→ **Your instructions**: Return the exact lines spanning from the line with "Expected behaviour: for each instance of the blue" through the last line of the entries, boundaries included, and no others.

→ **Records for this task**:
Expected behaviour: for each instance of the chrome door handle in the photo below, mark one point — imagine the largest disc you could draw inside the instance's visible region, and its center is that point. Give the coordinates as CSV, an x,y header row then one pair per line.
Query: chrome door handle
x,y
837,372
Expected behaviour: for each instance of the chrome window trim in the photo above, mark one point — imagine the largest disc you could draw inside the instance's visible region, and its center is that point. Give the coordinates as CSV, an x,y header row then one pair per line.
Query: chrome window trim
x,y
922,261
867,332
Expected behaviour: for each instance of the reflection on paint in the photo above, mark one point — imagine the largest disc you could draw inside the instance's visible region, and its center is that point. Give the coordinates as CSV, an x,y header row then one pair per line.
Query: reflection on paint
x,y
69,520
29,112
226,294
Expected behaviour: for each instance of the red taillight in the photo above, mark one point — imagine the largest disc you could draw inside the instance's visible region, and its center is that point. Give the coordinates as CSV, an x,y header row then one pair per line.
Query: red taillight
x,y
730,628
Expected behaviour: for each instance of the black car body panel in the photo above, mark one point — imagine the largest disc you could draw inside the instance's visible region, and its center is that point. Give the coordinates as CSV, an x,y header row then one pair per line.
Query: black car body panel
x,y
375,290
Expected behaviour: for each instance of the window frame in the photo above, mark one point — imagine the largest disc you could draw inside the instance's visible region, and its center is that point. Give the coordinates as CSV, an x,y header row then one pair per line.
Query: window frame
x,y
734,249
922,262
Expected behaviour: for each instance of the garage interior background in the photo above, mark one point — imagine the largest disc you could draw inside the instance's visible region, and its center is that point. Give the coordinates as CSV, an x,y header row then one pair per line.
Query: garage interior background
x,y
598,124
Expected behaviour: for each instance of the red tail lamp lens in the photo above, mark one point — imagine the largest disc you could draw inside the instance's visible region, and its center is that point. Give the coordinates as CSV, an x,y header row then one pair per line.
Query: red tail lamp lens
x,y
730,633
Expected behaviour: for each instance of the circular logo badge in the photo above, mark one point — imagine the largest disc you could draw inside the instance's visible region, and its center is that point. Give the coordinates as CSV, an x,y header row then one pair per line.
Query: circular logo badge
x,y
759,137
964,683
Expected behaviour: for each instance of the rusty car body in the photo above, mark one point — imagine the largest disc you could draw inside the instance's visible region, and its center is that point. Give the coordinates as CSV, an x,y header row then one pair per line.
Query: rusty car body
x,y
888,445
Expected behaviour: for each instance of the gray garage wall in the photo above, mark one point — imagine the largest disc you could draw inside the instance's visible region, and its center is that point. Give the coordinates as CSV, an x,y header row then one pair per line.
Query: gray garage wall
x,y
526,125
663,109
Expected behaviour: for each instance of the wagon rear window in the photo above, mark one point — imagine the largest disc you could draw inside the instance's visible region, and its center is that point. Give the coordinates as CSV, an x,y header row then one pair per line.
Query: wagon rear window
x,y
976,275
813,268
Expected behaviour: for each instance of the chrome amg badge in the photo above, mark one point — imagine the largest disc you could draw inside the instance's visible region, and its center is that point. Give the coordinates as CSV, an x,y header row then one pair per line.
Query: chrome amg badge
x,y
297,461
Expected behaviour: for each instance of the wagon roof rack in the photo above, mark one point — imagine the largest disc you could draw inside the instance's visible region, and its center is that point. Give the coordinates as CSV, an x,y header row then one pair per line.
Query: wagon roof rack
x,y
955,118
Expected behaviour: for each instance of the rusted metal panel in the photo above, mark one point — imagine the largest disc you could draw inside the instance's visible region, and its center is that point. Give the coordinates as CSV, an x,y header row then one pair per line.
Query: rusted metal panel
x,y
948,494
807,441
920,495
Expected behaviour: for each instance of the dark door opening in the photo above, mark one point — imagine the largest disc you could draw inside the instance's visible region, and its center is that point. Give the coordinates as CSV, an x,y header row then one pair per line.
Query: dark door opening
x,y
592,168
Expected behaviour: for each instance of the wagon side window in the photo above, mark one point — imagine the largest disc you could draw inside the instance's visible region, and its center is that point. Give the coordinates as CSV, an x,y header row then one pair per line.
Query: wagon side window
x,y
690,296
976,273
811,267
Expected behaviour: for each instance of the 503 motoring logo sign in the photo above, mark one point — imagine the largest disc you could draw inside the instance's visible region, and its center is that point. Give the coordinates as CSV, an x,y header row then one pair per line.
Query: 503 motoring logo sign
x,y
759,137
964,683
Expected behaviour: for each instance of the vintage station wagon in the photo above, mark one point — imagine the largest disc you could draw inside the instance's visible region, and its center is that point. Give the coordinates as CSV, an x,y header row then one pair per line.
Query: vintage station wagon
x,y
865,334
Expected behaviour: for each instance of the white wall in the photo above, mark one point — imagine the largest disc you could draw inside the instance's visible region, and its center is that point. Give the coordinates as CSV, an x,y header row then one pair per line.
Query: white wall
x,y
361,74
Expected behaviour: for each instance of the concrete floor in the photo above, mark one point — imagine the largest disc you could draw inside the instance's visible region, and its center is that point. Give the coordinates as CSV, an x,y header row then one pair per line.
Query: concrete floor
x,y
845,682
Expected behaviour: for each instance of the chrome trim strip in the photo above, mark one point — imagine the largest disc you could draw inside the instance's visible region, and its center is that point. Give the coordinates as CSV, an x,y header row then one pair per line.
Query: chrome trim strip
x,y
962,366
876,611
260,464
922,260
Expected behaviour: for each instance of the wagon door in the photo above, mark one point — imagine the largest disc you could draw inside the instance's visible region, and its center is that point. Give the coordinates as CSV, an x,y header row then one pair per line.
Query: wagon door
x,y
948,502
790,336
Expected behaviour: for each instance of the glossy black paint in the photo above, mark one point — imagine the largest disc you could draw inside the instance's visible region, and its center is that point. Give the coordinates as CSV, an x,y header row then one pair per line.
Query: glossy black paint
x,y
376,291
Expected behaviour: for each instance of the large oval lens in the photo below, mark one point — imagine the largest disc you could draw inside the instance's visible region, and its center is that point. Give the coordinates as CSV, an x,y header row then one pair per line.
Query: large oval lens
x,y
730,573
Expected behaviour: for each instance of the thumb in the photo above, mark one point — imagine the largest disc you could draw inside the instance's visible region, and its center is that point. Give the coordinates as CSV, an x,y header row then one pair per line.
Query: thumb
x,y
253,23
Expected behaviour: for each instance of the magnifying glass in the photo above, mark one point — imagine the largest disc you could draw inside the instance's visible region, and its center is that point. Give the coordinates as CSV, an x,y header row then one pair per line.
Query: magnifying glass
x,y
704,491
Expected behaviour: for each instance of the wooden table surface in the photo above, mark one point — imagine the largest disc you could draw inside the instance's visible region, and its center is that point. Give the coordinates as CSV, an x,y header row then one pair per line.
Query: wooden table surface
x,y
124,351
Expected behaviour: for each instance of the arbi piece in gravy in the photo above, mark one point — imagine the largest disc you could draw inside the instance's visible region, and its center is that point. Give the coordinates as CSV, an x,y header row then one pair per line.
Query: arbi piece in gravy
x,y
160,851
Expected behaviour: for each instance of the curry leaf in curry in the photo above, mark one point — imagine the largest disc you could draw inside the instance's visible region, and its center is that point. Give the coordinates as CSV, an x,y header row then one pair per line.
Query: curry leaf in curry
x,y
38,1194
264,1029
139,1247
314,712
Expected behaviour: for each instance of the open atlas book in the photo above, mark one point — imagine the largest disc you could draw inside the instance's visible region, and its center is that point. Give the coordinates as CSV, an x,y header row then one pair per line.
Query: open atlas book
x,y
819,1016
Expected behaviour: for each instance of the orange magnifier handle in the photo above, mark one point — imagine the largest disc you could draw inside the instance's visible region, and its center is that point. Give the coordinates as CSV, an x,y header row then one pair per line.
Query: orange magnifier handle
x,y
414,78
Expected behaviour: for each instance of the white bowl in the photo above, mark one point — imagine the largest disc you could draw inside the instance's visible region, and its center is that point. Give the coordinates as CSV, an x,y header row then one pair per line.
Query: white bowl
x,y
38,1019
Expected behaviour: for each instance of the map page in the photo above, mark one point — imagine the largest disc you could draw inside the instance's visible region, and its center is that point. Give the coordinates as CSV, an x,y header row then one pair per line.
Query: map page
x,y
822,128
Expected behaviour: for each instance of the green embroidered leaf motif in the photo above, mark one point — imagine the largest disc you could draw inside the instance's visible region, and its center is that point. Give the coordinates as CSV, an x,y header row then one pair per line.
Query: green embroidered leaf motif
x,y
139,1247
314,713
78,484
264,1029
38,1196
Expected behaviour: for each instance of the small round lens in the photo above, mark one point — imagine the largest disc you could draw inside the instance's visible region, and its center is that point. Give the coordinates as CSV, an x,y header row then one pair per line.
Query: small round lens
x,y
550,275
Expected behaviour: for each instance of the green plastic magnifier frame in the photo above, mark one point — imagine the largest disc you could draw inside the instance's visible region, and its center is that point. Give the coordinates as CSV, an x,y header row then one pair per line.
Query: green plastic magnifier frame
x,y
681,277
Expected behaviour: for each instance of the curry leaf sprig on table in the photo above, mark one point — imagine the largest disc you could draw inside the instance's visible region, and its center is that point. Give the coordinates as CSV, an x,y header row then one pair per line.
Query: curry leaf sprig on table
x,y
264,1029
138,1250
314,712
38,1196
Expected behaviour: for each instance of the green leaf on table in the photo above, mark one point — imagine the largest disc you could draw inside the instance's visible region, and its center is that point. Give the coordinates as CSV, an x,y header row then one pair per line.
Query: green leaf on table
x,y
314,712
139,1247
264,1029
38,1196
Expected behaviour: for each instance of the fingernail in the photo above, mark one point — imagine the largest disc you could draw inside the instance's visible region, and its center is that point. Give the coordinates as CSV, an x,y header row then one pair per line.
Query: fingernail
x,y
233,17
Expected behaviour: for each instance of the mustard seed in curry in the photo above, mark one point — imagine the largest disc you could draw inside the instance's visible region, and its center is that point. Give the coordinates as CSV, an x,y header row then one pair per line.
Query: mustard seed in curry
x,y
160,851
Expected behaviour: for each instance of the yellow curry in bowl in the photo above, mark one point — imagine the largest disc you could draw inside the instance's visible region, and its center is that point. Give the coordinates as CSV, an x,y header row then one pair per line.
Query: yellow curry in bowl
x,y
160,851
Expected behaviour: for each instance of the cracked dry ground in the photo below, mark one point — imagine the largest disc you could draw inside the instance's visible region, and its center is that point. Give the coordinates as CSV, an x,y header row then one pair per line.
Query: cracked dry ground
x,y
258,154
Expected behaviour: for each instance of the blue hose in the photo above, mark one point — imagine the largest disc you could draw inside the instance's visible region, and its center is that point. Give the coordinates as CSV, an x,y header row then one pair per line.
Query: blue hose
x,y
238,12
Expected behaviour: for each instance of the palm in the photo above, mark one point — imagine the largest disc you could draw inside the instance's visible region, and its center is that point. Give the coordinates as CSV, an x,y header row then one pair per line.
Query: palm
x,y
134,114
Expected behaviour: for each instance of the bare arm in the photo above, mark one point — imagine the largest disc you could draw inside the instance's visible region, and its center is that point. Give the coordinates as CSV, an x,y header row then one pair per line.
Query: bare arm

→ **Complete output**:
Expected behaviour: for each instance of the blue hose in the photo above, mark one point — imagine the largest disc you could draw inside the instance's visible region, and its center is that point. Give the coordinates as CSV, an x,y header row then one pair per line.
Query: blue hose
x,y
238,12
Expected behaviour: for each instance of the palm in the photo above, mark one point — imagine the largest disc you could draw inside the instance's visible region, and its center is that point. Give the coordinates as CSV, an x,y header row then one pair per line.
Query: palm
x,y
134,114
Expected behaviour: for each instance of the bare arm in the photo above, mark one point — imagine the largest disc you could draw inside the instance's visible region, and its center is that point. Give the coordinates as CSV, an x,y header row then one pair per line.
Query: bare arm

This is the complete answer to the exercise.